Named-object pointing records:
----

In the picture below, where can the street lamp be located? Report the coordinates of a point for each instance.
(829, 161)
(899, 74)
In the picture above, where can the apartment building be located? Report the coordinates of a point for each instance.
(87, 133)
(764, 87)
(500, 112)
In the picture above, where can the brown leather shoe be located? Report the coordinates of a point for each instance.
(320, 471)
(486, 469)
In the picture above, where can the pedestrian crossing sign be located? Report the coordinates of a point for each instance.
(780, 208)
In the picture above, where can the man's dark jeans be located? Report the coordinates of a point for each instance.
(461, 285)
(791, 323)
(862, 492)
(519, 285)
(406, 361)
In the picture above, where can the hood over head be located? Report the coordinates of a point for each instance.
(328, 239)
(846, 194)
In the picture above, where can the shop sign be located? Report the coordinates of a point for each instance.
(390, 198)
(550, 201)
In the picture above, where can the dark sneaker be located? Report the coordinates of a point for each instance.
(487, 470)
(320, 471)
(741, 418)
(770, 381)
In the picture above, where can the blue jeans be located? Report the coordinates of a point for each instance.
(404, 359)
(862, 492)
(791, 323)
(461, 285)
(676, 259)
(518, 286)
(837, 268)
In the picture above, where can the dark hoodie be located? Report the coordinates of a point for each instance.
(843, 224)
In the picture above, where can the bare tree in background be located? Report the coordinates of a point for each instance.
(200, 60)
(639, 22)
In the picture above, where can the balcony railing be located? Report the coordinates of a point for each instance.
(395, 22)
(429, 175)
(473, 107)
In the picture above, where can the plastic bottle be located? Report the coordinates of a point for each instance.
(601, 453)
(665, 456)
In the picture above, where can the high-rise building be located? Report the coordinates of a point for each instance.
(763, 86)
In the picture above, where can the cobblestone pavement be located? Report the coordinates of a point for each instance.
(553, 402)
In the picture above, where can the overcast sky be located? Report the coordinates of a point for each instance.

----

### Task directions
Exactly reproduce every record.

### Reply
In the picture below, where can the street lamp be located? Report the coordinates of a point for each instance.
(829, 161)
(899, 74)
In the picture above, where can the apartment building be located? Report the coordinates of a point for each instance.
(87, 133)
(764, 87)
(500, 112)
In the picture above, where can the brown leather shoe be located? Report the coordinates of a point for each instance.
(320, 471)
(486, 469)
In the picture above, where can the pedestrian crossing sign be located? Report the coordinates of a point for each instance.
(780, 208)
In the picture above, where can the man's dark jeans be located? Report the coordinates of a point for each instance.
(461, 285)
(791, 323)
(862, 492)
(519, 285)
(406, 361)
In the picture above, where can the hood over head be located? Report the coordinates of a point for each instance.
(328, 239)
(846, 194)
In the picture above, where can the shop sign be located? Report the coordinates of a point for each instance.
(390, 198)
(550, 201)
In the picture above, where can the dark sneaker be located? Report the coordinates of a point for each instance.
(487, 470)
(320, 471)
(741, 418)
(770, 381)
In the picture above, where can the blue jeans be located? Report the coordinates of a point for each instance.
(404, 359)
(862, 492)
(791, 323)
(461, 285)
(676, 259)
(518, 286)
(837, 268)
In the picture above, where can the dark hoodie be located? Report the coordinates of a point for each instance.
(843, 224)
In the picture above, where can the bare tree in background be located? Report the coordinates of a point for each instance.
(200, 60)
(639, 22)
In the picture above, where can the balcony railing be located? Report the coordinates of a point for each instance.
(395, 22)
(429, 175)
(473, 107)
In the picture above, where can the plastic bottle be located? Report the coordinates of a point for each instance.
(601, 453)
(665, 456)
In the picture above, where can the high-rise building be located? Report the coordinates of a point for each instance.
(763, 86)
In the picture above, where can the cobblestone pavement be located? Report the coordinates of a point for each instance.
(553, 402)
In the picture above, where can the overcast sky be located? Report the coordinates of a point for each instance.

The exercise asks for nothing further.